• _DATA SHOWN_
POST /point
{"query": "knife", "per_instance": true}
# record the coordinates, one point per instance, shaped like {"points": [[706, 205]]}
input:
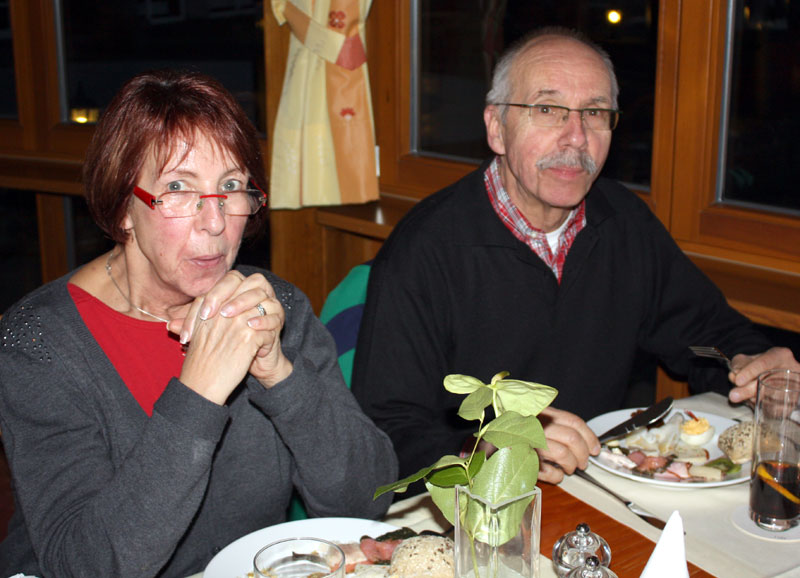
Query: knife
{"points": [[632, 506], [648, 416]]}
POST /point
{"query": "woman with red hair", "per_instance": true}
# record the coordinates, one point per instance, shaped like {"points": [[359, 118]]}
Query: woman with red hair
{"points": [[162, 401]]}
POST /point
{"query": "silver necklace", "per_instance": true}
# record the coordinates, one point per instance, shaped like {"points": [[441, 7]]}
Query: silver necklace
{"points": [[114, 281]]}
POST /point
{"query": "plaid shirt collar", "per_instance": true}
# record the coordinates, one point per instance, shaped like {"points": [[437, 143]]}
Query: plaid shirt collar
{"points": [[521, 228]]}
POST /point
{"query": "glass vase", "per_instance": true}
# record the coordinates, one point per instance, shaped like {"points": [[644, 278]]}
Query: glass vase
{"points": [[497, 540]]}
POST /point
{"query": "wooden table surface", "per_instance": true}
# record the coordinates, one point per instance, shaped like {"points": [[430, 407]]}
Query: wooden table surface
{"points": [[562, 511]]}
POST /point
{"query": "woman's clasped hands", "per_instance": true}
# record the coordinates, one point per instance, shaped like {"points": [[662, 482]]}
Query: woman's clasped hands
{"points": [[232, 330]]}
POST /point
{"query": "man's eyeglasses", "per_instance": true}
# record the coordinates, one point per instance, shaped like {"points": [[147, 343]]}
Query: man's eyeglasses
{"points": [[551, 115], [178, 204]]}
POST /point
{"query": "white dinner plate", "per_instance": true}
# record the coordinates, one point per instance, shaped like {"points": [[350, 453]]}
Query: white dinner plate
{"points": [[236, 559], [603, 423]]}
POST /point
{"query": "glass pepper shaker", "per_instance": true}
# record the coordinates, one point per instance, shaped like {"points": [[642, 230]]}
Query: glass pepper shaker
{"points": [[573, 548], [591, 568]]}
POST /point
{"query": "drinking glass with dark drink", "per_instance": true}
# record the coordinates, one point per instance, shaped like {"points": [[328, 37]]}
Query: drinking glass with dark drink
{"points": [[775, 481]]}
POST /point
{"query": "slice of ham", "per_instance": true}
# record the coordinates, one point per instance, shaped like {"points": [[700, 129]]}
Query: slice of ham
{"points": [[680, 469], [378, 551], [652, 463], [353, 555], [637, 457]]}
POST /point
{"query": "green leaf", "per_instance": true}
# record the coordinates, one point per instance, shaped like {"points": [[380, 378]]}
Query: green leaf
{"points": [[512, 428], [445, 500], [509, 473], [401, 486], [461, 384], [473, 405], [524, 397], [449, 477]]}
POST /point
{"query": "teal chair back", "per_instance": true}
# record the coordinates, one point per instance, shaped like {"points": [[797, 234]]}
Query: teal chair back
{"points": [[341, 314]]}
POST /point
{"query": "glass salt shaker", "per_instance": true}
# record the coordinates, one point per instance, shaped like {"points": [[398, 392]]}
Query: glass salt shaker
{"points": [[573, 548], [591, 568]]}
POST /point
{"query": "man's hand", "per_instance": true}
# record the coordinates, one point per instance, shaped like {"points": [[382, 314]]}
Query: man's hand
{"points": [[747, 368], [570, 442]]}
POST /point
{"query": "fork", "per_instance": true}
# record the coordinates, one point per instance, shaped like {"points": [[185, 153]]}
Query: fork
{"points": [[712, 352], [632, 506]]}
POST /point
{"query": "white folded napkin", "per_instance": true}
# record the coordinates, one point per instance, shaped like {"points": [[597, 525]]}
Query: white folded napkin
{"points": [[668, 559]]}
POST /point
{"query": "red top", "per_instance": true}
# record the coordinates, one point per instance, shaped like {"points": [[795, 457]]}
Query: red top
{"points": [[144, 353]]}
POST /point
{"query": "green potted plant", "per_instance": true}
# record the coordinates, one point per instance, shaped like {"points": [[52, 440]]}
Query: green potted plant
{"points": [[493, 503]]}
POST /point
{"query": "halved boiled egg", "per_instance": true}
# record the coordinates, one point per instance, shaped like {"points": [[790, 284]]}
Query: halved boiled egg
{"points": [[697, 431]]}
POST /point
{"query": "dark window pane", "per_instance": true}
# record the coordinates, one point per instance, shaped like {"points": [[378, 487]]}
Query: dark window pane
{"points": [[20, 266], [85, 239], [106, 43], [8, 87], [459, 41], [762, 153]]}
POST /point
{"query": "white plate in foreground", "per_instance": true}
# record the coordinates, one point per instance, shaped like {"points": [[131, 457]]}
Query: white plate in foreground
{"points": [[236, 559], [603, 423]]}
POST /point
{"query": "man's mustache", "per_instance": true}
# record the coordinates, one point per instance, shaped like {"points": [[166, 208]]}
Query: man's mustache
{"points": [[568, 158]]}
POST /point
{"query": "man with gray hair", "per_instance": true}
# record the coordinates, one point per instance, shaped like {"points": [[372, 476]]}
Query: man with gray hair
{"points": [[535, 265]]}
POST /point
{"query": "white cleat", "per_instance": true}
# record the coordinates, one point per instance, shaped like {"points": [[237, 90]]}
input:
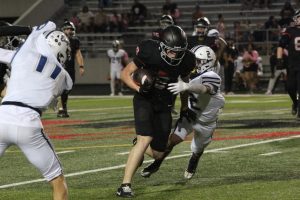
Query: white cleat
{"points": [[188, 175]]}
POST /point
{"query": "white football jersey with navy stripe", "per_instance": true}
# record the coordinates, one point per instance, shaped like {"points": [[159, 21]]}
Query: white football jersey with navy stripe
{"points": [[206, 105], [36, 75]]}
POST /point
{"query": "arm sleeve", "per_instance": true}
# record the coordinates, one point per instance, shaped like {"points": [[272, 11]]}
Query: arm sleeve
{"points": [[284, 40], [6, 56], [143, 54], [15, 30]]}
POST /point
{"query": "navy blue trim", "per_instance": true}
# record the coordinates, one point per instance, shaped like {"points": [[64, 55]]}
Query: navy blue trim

• _EXERCISE DIRECTIONS_
Omit each picture, then return all of the listing exactly as it stands.

• _SOLVED EXERCISE_
POST /point
{"query": "knife", "per_instance": true}
# record the coordinates, one point per instance, shaped like {"points": [[706, 205]]}
input:
Query: knife
{"points": [[632, 506], [648, 416]]}
POST /point
{"query": "woman with red hair", "per_instance": true}
# record the coordinates, one point per instance, shaped like {"points": [[359, 118]]}
Query: woman with red hair
{"points": [[162, 401]]}
POST /point
{"query": "silver necklace", "per_instance": true}
# record the coordinates, one point per instance, shaped like {"points": [[441, 7]]}
Query: silver necklace
{"points": [[114, 281]]}
POST /point
{"query": "plaid shirt collar", "per_instance": true}
# record the coordinates, one point per instance, shaped like {"points": [[437, 143]]}
Query: plaid shirt collar
{"points": [[521, 228]]}
POST /point
{"query": "glass vase", "per_instance": true}
# record the coordinates, one point per instance, shaped like {"points": [[644, 278]]}
Query: glass vase
{"points": [[497, 540]]}
POST /point
{"query": "wooden table surface", "per_instance": true}
# record the coordinates, one point per instance, shaped like {"points": [[430, 407]]}
Query: wooden table surface
{"points": [[562, 511]]}
POST /point
{"query": "woman's clasped hands", "per_instance": true}
# record the coordinates, one point per instance, shaped like {"points": [[662, 482]]}
Query: woman's clasped hands
{"points": [[232, 330]]}
POST /point
{"query": "man's eyeglasses", "per_instance": true}
# record the coordinates, one point per instance, shaped like {"points": [[147, 343]]}
Query: man's eyeglasses
{"points": [[551, 115], [178, 204]]}
POST /point
{"query": "white dinner plate", "per_instance": true}
# record the coordinates, one point per instance, shaped like {"points": [[350, 453]]}
Query: white dinner plate
{"points": [[236, 559], [603, 423]]}
POST /point
{"query": "glass pepper shaker", "per_instance": true}
# record the coordinates, one point per instance, shaped like {"points": [[642, 230]]}
Query: glass pepper shaker
{"points": [[573, 548], [591, 568]]}
POST /point
{"query": "drinking glass with dark drink", "per_instance": true}
# record the coordinates, one point per instance, shaped like {"points": [[328, 37]]}
Query: drinking glass with dark drink
{"points": [[775, 481]]}
POST /point
{"query": "slice of ham", "per_instance": true}
# record the coordinates, one point per instance, shaped like {"points": [[700, 129]]}
Query: slice of ham
{"points": [[680, 469], [378, 551], [652, 463], [353, 555], [637, 457]]}
POST /point
{"query": "green leaf", "per_instance": true}
# record the coordinates, one point per instance, shaped like {"points": [[380, 378]]}
Query: green leaf
{"points": [[512, 428], [445, 500], [509, 473], [401, 486], [461, 384], [473, 405], [524, 397], [449, 477]]}
POST /point
{"query": "teal chair back", "per_instance": true}
# record the coordinates, one point per instance, shaped like {"points": [[797, 234]]}
Query: teal chair back
{"points": [[341, 314]]}
POST /point
{"query": "glass salt shaker", "per_instance": true}
# record the coordinates, one point per instance, shaped like {"points": [[398, 392]]}
Query: glass salt shaker
{"points": [[573, 548], [591, 568]]}
POST /point
{"query": "man's hand", "per_instance": true}
# record the coordinates, one point per instance, shaped like {"points": [[382, 314]]}
Query: man's hand
{"points": [[747, 368], [570, 442]]}
POST /point
{"query": "fork", "per_instance": true}
# record the coordinates, one point per instance, shaped like {"points": [[185, 153]]}
Query: fork
{"points": [[712, 352], [632, 506]]}
POST /point
{"query": "white folded napkin", "per_instance": true}
# record the coordinates, one point per instance, shaped like {"points": [[597, 525]]}
Query: white folded napkin
{"points": [[668, 559]]}
POST /point
{"query": "red top", "per_instance": true}
# record the coordinates, one point per instance, shaped like {"points": [[795, 457]]}
Query: red top
{"points": [[144, 353]]}
POST /point
{"query": "green potted plant", "per_instance": true}
# record the coordinates, one point per instance, shaped like {"points": [[52, 440]]}
Query: green potted plant
{"points": [[493, 503]]}
POST /point
{"query": "halved boiled egg", "per_instance": true}
# record the coordinates, one point per instance, shaped like {"points": [[790, 284]]}
Query: halved boiled egg
{"points": [[697, 431]]}
POST /point
{"query": "dark window pane", "per_instance": true}
# record the coordinates, one point per instance, shaped like {"points": [[378, 487]]}
Query: dark window pane
{"points": [[20, 266], [85, 239], [106, 43], [8, 87], [459, 41], [762, 153]]}
POST /point
{"query": "white plate in foreground", "per_instance": true}
# record the coordinates, one point per instance, shaped like {"points": [[131, 457]]}
Query: white plate in foreground
{"points": [[236, 559], [603, 423]]}
POST /point
{"query": "man's mustache", "per_instance": true}
# record the coordinates, one point per instance, shaped like {"points": [[166, 208]]}
Query: man's mustache
{"points": [[568, 158]]}
POST /point
{"query": "man with gray hair", "per_instance": true}
# record the coordinates, one point per instance, shaped like {"points": [[372, 476]]}
Query: man with gray hair
{"points": [[535, 265]]}
POST /point
{"query": "white cleat", "per_instance": true}
# record the coordinates, one point per instance, shaped like {"points": [[237, 90]]}
input:
Query: white cleat
{"points": [[188, 175]]}
POST /point
{"query": "white football jersey with navy stripe", "per_instance": true}
# record the coordinates, one point per instance, shaped like {"points": [[159, 21]]}
Query: white football jersey with navy stripe
{"points": [[206, 105], [36, 75]]}
POST /point
{"query": "arm sleeve", "per_instance": true}
# record the coordinates, one point per instance, shaped like {"points": [[272, 11]]}
Query: arm sleeve
{"points": [[284, 40], [6, 56], [143, 54], [15, 30]]}
POST /point
{"query": "navy blue trim", "per_instance": true}
# record the coordinates, one point per instance, shaped like {"points": [[64, 55]]}
Query: navy blue trim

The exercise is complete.